In an article first posted at the beginning of August13, we successfully predicted the occurrence of a second wave in Europe starting in September–October. The analysis is based on the eRG framework6, extended by interactions between various countries7. The approach is based on the analysis of the time evolution of the total number of infected cases and the symmetries that this epidemic curve reveals, allowing to extract reliable information from the data independently on the specific conditions met in each country. In fact, all the elements that can influence the velocity of the disease spreading are included in a single parameter, which contains the effect of local conditions, non-pharmaceutical interventions and socio-demographical characteristics. The eRG, therefore, can provide complementary information to studies that analyse in detail the effect of various measures14,15,16,17,18. As an example, the eRG framework has been used to study the effect of mobility reduction in Europe and the US during the first wave19, highlighting a universal time-frame of 2–4 weeks before an observable effect can be detected in the virus diffusion. For comparison, detailed studies of the mobility in the US20 have been able to identify the locations and events that foster the infection of new individuals and ignite hotspots.

> Data to examine:
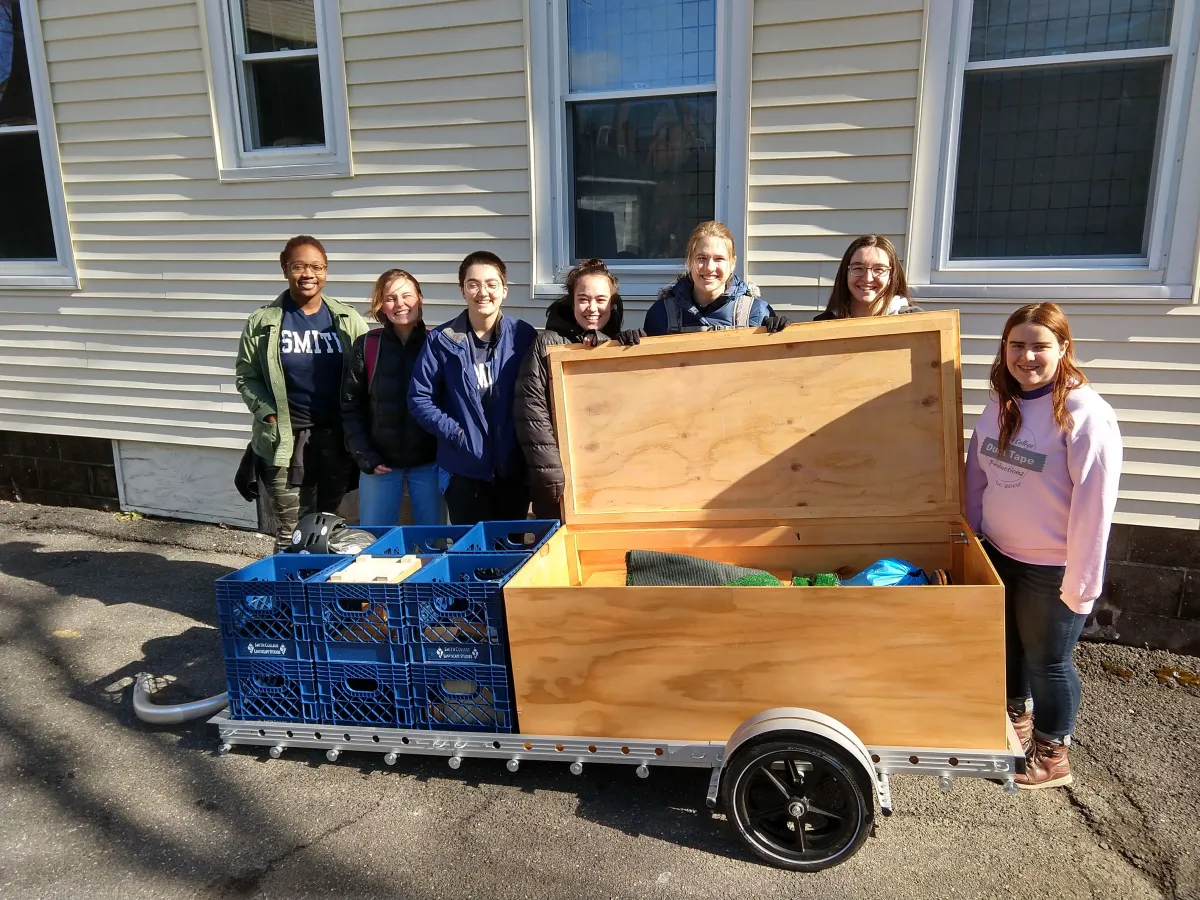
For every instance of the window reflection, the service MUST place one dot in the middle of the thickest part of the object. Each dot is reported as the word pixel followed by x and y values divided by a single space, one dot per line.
pixel 286 103
pixel 16 91
pixel 1057 162
pixel 643 175
pixel 616 45
pixel 1007 29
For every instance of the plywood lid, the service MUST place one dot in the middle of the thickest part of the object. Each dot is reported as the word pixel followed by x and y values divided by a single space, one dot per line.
pixel 858 418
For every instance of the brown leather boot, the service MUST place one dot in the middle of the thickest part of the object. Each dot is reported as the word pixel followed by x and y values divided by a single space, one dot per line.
pixel 1045 766
pixel 1023 724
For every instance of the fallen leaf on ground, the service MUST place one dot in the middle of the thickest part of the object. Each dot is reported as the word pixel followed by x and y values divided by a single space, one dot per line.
pixel 1120 671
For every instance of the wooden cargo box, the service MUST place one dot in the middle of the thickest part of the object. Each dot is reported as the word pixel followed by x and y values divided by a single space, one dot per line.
pixel 819 449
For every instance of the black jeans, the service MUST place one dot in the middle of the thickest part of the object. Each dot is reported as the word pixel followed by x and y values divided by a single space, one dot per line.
pixel 328 474
pixel 1041 634
pixel 471 501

> Exercise aim: Summarize the eRG text in two sentences. The lines have no connection to the eRG text.

> Solution below: In an article first posted in early August, the authors used the eRG framework, extended with interactions between countries, to successfully predict a second wave in Europe starting in September–October, basing the analysis on the time evolution of total infected cases and the symmetries of that curve. Because all elements that influence the speed of spreading are folded into a single parameter, the eRG complements detailed studies of specific measures, and it has shown a universal time frame of 2–4 weeks before mobility reductions have an observable effect on virus diffusion.